» WORK INSTRUCTIONS: Identify every line in the listing below that contains the word "flower", and copy each such line. Case counts.

Records from a data source

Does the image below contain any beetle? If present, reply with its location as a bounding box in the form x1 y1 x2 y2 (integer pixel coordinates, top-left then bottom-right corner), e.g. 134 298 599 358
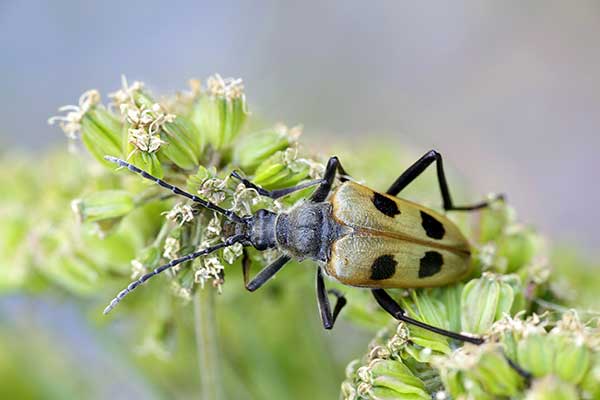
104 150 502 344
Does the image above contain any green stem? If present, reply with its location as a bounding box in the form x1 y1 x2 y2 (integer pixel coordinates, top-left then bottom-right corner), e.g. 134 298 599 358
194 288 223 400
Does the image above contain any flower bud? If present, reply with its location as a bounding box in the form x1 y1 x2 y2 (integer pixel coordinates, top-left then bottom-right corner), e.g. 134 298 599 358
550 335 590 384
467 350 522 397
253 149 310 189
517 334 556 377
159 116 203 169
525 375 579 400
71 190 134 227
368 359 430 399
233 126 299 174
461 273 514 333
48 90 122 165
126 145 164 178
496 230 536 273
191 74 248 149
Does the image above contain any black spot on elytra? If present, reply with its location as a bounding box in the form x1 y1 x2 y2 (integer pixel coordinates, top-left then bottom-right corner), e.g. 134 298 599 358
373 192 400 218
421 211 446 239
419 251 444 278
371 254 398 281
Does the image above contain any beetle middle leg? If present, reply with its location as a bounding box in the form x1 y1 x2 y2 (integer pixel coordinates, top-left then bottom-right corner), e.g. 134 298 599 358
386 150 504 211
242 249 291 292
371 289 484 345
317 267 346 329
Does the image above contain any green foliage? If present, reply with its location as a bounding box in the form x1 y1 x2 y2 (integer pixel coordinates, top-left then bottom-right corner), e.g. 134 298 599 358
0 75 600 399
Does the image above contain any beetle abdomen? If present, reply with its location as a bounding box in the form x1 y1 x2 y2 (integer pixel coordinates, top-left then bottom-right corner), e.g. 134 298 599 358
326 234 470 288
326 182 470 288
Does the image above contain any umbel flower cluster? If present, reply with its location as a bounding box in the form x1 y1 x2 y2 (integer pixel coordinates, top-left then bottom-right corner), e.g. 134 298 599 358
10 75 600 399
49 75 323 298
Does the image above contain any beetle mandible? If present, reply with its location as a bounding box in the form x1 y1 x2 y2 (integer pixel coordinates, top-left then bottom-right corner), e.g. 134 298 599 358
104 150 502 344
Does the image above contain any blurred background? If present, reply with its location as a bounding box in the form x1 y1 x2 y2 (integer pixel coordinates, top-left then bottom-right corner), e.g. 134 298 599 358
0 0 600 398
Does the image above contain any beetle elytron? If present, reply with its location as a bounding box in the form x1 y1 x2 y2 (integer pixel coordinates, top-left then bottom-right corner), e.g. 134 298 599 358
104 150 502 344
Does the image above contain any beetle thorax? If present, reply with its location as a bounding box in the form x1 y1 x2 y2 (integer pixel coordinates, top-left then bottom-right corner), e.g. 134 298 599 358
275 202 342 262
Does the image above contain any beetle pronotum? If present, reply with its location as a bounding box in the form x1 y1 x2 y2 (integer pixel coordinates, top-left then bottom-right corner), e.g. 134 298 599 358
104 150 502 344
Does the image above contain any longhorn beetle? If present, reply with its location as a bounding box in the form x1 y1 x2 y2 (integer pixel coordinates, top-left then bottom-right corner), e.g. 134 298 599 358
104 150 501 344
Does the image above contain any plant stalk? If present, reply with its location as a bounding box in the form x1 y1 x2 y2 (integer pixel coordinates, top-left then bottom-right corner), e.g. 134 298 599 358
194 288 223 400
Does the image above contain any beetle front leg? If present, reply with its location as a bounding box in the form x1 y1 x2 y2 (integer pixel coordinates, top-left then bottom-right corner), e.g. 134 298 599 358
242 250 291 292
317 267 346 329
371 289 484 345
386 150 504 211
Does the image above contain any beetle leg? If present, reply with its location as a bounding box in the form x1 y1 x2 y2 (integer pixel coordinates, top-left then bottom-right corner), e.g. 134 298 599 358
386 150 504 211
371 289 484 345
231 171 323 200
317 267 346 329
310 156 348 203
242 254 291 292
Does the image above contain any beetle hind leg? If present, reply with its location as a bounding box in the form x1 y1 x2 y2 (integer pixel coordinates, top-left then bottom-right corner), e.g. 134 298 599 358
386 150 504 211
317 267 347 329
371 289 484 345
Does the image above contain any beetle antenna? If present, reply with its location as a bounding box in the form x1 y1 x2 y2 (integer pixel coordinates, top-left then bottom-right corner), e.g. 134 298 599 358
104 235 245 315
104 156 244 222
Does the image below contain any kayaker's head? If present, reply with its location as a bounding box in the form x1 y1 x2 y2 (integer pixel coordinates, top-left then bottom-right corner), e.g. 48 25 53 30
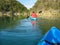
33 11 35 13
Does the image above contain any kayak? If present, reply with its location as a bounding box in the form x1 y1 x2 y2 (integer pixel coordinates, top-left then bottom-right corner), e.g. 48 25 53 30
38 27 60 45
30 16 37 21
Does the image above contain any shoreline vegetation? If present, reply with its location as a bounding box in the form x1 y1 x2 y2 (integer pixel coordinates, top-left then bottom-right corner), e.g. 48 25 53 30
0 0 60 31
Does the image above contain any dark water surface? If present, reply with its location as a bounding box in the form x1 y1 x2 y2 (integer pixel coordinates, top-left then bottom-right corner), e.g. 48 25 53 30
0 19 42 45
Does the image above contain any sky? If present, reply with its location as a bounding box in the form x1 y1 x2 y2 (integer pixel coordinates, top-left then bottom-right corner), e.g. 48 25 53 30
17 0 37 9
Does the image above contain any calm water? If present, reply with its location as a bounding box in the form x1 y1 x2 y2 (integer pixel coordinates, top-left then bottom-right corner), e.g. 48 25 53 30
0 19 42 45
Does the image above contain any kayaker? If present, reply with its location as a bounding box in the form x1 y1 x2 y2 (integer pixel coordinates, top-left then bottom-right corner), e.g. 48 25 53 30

» COMPLETED EXERCISE:
Does the image above contain any flower bud? If present, reply with its location as a bounding box in the form x1 y1 x2 y2 (integer pixel coordinates, top-left then bottom-right corner), e.g. 134 298 599 358
Does the image above contain any umbel flower cluster? If present, reply with its location as a bounding box in the form x1 y1 x2 y2 (integer pixel coordinates, top-left then bottom-right corner), e.g. 134 298 599 358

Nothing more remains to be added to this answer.